# Entries provided:
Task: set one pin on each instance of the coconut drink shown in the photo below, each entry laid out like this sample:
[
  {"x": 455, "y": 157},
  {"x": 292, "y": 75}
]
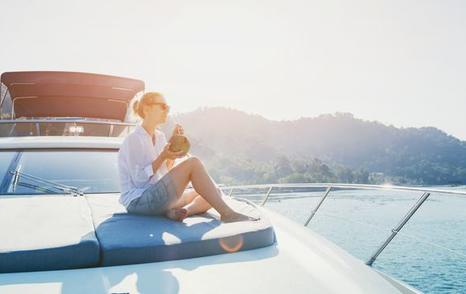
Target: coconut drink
[{"x": 179, "y": 143}]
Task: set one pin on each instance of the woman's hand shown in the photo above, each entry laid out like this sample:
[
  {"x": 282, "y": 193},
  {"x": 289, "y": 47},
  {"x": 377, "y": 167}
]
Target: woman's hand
[
  {"x": 178, "y": 130},
  {"x": 167, "y": 154}
]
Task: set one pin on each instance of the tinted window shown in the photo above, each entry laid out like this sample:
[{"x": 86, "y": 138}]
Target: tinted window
[{"x": 90, "y": 171}]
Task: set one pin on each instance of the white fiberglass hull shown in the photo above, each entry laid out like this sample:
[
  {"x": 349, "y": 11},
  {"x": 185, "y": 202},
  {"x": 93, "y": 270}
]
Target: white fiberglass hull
[{"x": 300, "y": 262}]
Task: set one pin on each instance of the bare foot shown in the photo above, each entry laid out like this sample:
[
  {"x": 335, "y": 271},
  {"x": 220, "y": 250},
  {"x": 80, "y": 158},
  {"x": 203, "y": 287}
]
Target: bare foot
[
  {"x": 237, "y": 217},
  {"x": 177, "y": 214}
]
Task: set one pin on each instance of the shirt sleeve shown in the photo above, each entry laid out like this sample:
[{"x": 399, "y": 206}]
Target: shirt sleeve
[{"x": 140, "y": 171}]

# Your task:
Reproduce the part of the listing that opens with the line containing "Task: set one pin on each instance of the white" and continues through the end of the listing, with the requests included, adding 128 to every x and y coordinate in the answers while leaving the format samples unchanged. Return only that part.

# Expected answer:
Task: set one pin on each instance of the white fiberglass hull shown in the photo above, each entry laid out like this sample:
[
  {"x": 349, "y": 11},
  {"x": 185, "y": 202},
  {"x": 93, "y": 270}
]
Target: white fiberglass hull
[{"x": 428, "y": 390}]
Task: set one pin on each instance of the bare foot shown in the photo above, each entry laid out like this sample:
[
  {"x": 335, "y": 271},
  {"x": 220, "y": 250},
  {"x": 80, "y": 158},
  {"x": 203, "y": 287}
]
Target: bare foot
[
  {"x": 365, "y": 345},
  {"x": 305, "y": 342}
]
Task: set one pin on each instance of the shirt sleeve shown in the photo above, each entry laid out like this sample:
[{"x": 399, "y": 206}]
Target: shirt sleeve
[{"x": 268, "y": 299}]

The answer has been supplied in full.